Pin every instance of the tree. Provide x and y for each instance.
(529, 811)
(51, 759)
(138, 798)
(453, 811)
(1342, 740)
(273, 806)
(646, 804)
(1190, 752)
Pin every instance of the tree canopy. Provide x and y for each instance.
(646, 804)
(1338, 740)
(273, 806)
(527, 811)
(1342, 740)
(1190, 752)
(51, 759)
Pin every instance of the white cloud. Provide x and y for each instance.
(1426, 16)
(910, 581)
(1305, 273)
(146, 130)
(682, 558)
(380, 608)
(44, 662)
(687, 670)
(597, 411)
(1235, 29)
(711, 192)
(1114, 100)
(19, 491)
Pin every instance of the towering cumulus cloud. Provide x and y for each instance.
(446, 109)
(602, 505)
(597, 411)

____

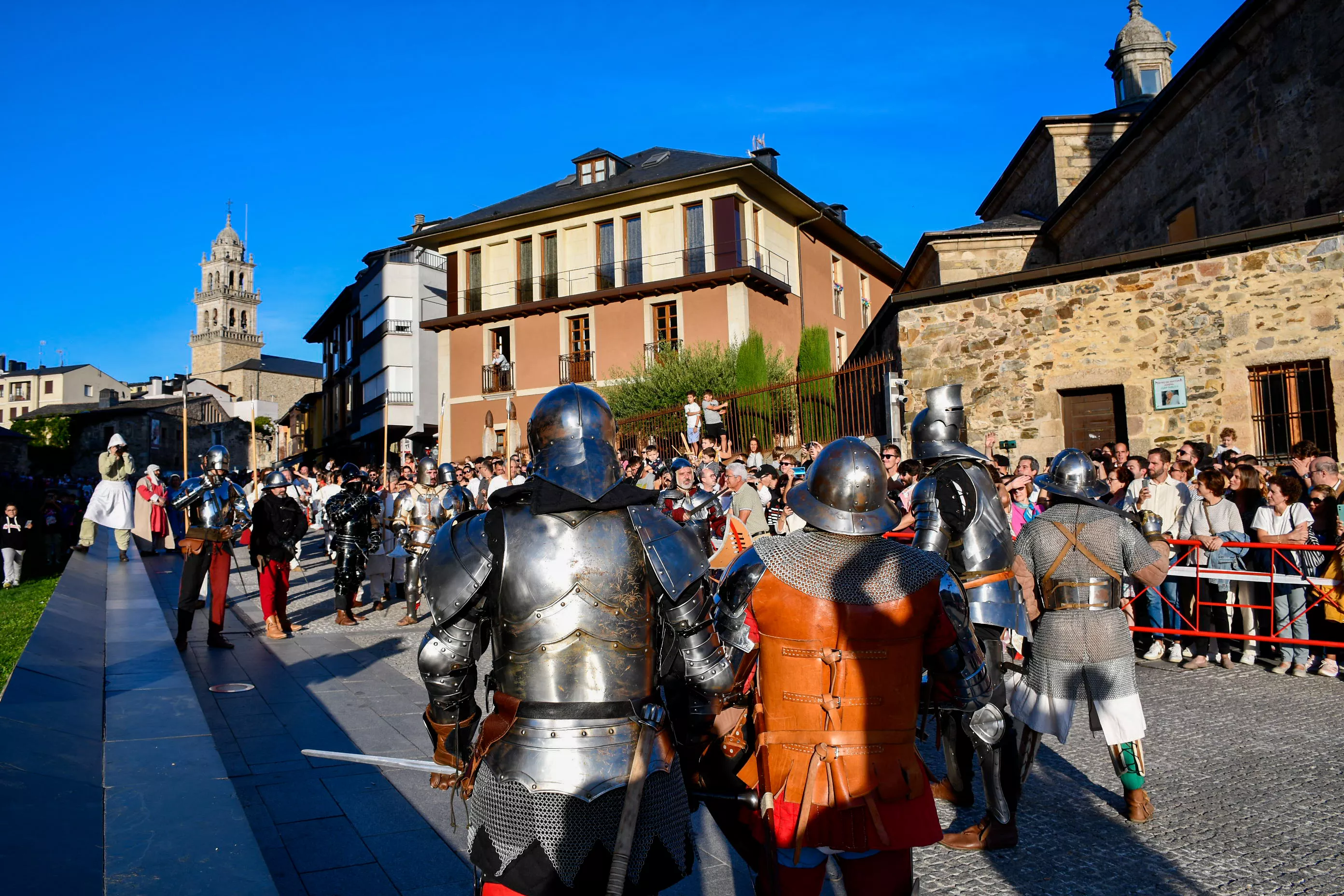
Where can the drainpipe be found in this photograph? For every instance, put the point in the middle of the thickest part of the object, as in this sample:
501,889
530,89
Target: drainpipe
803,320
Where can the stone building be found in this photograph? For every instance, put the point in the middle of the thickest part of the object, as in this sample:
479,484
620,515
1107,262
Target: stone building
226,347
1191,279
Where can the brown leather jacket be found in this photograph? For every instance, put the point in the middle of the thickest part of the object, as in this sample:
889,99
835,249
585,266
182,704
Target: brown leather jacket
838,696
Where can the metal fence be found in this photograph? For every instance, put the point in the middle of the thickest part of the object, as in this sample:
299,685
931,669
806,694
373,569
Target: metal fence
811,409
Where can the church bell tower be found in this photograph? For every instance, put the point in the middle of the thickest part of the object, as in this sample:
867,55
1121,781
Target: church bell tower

____

- **Task details**: Repeat the stretch of lines from the one containing "Where can the stone" through the one containing "Target: church bell tower", both included, with nothing changed.

- **Completed exercise**:
Where can the stone building be found in this photograph? For every instance, put the point in the middle of the thickest part of the object, as in this sample:
479,484
620,515
1107,262
Target: stone building
226,347
1191,279
Where can the brown leather jacket be found in this photograph? For every instance, put the point in the middle of the thickest part of the object, as in this sample:
889,99
835,249
585,266
182,704
Target: brown leather jacket
838,696
Where can the metal fence be found in this photograph? For every instance, put the point in the middle of the thickest part of the object, as in this sample:
299,685
931,669
806,694
373,569
Target: metal fence
811,409
Where can the church bell tower be found in this photograph? For every instance, put the point in the middle of the thickest part of the object, as in this sample:
867,55
1121,781
Target: church bell tower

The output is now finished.